=== Required work ===
Collect every line of the material below that contains the string "sprig", and copy each of those lines in full.

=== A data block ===
[Start]
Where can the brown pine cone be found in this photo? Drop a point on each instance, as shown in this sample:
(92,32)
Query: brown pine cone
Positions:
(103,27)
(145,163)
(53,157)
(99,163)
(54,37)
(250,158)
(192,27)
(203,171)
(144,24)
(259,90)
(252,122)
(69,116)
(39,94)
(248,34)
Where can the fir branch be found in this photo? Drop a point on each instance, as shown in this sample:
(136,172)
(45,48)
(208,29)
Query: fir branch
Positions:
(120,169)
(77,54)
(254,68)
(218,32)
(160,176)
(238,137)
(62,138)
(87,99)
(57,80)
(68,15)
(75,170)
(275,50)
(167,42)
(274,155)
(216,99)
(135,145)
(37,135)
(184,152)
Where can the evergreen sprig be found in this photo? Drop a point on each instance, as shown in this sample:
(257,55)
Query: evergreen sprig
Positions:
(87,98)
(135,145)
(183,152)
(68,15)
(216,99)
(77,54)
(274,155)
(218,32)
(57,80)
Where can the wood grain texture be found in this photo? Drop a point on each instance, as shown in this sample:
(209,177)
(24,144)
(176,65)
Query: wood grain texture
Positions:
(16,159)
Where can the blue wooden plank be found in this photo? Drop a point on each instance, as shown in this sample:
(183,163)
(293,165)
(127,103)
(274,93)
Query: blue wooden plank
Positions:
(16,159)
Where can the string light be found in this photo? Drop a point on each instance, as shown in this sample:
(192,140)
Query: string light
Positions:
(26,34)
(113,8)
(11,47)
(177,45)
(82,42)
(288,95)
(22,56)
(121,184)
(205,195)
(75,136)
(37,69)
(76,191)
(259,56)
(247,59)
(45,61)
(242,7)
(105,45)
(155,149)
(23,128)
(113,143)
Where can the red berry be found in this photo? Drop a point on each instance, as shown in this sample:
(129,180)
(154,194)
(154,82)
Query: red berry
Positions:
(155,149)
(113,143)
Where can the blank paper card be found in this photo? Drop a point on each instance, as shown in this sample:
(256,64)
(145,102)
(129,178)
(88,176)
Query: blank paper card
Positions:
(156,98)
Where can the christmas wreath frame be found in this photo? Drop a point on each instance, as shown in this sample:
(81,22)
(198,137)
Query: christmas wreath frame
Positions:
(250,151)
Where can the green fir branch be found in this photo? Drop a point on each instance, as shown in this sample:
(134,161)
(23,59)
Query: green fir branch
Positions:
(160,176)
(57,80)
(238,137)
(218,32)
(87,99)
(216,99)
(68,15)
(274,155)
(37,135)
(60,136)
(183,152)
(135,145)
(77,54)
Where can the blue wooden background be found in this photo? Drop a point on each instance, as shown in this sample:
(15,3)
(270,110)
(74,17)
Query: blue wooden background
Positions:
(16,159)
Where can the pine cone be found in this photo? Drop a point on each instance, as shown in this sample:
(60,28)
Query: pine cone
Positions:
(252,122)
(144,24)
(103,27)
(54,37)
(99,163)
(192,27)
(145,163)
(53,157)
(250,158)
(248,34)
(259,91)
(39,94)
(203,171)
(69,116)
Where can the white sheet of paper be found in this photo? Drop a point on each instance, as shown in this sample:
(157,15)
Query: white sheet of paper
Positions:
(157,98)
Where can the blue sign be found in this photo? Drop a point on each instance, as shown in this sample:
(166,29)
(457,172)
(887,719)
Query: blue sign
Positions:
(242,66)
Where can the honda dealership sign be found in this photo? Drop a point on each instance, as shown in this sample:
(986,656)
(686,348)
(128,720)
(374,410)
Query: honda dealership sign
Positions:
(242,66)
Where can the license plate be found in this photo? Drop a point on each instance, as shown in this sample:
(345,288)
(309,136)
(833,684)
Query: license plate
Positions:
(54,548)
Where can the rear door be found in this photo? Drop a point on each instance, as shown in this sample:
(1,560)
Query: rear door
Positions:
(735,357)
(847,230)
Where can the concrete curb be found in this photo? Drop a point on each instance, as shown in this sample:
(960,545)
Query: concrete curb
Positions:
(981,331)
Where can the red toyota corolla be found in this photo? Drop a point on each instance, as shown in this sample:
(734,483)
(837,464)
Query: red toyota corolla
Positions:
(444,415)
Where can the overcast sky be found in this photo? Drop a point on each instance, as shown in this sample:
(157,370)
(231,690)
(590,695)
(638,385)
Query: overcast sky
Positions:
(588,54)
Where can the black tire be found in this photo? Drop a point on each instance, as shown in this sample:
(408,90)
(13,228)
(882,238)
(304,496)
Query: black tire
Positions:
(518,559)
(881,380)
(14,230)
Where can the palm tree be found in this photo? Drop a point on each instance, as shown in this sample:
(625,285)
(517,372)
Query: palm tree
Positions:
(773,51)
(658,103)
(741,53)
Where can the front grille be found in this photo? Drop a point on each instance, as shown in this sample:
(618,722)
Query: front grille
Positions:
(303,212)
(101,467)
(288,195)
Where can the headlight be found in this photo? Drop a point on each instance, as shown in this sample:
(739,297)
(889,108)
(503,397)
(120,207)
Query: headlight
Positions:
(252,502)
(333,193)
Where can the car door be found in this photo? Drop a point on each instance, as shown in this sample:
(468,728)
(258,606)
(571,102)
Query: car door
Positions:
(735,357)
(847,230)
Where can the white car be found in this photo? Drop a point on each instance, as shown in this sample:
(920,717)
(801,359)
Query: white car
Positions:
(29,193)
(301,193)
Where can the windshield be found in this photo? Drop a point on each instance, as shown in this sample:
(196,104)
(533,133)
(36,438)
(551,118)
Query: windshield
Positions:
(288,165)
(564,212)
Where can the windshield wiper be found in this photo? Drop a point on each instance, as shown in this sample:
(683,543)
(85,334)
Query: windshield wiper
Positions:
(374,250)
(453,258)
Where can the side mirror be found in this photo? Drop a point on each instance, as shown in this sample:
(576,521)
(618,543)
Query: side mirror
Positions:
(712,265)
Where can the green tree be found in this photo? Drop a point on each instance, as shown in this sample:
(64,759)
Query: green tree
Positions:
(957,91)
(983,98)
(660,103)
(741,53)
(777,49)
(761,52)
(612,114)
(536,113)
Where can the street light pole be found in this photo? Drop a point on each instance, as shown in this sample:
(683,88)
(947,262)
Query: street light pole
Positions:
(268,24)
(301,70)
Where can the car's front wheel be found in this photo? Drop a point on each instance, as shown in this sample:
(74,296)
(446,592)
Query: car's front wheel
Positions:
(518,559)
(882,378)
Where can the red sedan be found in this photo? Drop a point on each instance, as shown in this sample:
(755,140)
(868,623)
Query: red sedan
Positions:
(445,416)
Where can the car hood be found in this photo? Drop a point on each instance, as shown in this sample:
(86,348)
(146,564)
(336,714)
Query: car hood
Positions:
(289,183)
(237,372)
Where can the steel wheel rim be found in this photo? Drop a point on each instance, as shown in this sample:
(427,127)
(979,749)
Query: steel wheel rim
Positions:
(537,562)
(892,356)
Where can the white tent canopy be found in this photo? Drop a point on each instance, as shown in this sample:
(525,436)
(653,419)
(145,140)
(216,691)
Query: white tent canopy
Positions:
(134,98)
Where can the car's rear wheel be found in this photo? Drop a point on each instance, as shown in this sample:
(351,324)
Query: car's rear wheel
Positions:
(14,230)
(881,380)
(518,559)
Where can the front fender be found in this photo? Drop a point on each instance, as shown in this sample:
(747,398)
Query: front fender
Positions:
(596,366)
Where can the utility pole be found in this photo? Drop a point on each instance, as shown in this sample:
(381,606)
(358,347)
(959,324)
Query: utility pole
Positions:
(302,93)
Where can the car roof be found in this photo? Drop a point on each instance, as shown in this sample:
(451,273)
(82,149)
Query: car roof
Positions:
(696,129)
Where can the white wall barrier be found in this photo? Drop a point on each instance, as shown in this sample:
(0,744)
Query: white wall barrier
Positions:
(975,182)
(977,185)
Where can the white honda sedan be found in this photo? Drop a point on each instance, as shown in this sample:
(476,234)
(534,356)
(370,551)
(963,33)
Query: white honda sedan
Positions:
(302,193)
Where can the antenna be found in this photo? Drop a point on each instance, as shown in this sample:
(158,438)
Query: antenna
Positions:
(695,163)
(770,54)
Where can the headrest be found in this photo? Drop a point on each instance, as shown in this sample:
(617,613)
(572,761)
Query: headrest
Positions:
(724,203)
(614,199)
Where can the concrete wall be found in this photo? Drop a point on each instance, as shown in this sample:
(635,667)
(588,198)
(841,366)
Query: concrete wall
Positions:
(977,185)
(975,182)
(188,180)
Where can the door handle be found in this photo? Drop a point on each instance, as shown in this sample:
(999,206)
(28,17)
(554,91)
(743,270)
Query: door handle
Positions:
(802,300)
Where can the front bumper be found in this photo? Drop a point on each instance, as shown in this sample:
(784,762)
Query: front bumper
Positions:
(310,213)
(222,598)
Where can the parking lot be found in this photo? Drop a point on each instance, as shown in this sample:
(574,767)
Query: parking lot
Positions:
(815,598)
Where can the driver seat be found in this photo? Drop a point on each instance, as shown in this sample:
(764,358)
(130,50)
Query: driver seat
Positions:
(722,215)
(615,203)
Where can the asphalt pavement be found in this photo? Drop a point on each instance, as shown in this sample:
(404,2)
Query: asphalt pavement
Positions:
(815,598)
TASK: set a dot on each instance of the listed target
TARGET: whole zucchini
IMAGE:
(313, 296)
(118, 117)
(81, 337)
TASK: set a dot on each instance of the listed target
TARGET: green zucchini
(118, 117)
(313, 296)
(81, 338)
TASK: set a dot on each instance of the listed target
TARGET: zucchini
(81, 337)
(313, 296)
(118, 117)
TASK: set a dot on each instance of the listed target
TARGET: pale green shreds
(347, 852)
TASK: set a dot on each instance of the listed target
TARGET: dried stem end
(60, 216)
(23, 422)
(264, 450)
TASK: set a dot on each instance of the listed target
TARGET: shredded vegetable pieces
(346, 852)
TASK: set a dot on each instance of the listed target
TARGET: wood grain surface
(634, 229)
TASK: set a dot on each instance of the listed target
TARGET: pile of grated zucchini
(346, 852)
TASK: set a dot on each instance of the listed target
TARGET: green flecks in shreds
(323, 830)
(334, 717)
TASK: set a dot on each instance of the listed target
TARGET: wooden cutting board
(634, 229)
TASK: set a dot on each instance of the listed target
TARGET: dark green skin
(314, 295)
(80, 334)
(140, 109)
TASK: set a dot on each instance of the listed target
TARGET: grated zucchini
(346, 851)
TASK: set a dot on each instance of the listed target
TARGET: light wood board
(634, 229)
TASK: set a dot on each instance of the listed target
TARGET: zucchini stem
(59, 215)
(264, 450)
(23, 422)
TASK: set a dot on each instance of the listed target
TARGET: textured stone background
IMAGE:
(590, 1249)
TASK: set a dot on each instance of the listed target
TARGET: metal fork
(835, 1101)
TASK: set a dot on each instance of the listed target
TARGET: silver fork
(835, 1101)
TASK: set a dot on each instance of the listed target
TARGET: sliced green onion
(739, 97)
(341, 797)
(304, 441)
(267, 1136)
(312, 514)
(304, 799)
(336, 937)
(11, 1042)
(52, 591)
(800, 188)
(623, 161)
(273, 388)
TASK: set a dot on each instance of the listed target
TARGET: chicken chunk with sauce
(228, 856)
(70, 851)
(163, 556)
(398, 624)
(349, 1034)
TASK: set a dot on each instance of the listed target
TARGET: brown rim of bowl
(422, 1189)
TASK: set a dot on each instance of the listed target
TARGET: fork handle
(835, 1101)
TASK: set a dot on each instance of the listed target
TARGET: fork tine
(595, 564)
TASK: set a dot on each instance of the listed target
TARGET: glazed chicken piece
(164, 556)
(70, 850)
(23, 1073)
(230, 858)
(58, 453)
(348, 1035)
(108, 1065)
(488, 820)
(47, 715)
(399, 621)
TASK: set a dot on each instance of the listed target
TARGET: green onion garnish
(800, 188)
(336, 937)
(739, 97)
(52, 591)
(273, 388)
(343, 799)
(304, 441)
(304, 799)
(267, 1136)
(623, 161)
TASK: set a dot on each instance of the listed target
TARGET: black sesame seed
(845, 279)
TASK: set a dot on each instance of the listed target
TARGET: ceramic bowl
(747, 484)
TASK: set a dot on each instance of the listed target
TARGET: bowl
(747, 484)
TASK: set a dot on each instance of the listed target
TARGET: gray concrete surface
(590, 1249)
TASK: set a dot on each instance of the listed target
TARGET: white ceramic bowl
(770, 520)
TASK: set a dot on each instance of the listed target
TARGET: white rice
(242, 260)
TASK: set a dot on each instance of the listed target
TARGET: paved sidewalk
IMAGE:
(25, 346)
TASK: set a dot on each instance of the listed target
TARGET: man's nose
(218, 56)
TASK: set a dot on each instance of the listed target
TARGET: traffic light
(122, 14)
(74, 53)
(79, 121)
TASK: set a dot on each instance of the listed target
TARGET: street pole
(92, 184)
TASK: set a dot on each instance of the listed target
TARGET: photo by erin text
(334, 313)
[End]
=== Correct result ===
Where can the evergreen sprig be found in this photo? Drop a point on each instance, as shown in this sample:
Query: evergreen sprig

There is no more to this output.